■ PASAJE DEL TEXTO
El vino
El vino es tan antiquísimo que se desconoce su origen. La Biblia dice que Noé fue el primero a quien se le ocurrió beber el zumo de la uva, y ya saben mis lectores las consecuencias que siguieron a la prueba.
Los egipcios, según testimonio de Herodoto y Diodoro de Sicilia, aportaron un cuidado especial en la elaboración del vino. Seguramente de ellos aprendieron los hebreos, contagiándose de su refinamiento y sibaritismo, y asignaron al vino un nivel tal que el Talmud lo elogia cual se merece: «El vino es el mejor de los medicamentos. Donde haya vino no precisan los remedios farmacéuticos». La consideración de que gozaba era tal que la vendimia se celebraba con festejos. Lo atestigua el Libro de los Reyes, donde se lee lo siguiente: «Vendimiaron, pisaron la uva bailando y luego fueron a casa del Señor, donde comieron y bailaron».
Todos los pueblos de la antigüedad dieron mucha importancia a la mesa, pero en particular los griegos desplegaban en sus co midas un lujo asiático.
Los cocineros, considerándose grandes artistas, rehusaban servir a quienes no les concedían sueldos fabulosos.
Homero, Aquiles, Hipócrates y otros enaltecieron el vino, recomendándolo como una panacea. El célebre Ateneo de Cos demostró las excelencias de los vinos griegos, compitiendo con los de Chía y Lesbos.
A tanto llegó el sibaritismo de los griegos que crearon el primer centro de investigación sobre el fraude de los vinos y su composición.

■ BLOQUE DE DATOS

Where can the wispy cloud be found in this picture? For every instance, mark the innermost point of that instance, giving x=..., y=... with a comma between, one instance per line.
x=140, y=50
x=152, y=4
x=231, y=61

■ TAREAS Y EJERCICIOS
a) Copia del texto sobre el vino el fragmento que empieza en las palabras "Los egipcios, según" y termina después de "concedían sueldos fabulosos.".
b) Enumera todas las obras escritas que el texto sobre el vino menciona.
c) Según el texto sobre el vino, indica si cada afirmación es correcta: (i) la Biblia presenta a Noé como el primero en beber el zumo de la uva; (ii) el Talmud aconseja no usar el vino como medicamento; (iii) los griegos fundaron el primer centro de investigación sobre el fraude de los vinos. Responde sí o no y cita las palabras del texto que lo deciden.

■ SOLUCIONES EN ORDEN
a)
Los egipcios, según testimonio de Herodoto y Diodoro de Sicilia, aportaron un cuidado especial en la elaboración del vino. Seguramente de ellos aprendieron los hebreos, contagiándose de su refinamiento y sibaritismo, y asignaron al vino un nivel tal que el Talmud lo elogia cual se merece: «El vino es el mejor de los medicamentos. Donde haya vino no precisan los remedios farmacéuticos». La consideración de que gozaba era tal que la vendimia se celebraba con festejos. Lo atestigua el Libro de los Reyes, donde se lee lo siguiente: «Vendimiaron, pisaron la uva bailando y luego fueron a casa del Señor, donde comieron y bailaron».
Todos los pueblos de la antigüedad dieron mucha importancia a la mesa, pero en particular los griegos desplegaban en sus co midas un lujo asiático.
Los cocineros, considerándose grandes artistas, rehusaban servir a quienes no les concedían sueldos fabulosos.

b) La Biblia, el Talmud y el Libro de los Reyes.

c)
(i) Sí: «La Biblia dice que Noé fue el primero a quien se le ocurrió beber el zumo de la uva».
(ii) No: «El vino es el mejor de los medicamentos».
(iii) Sí: «crearon el primer centro de investigación sobre el fraude de los vinos y su composición».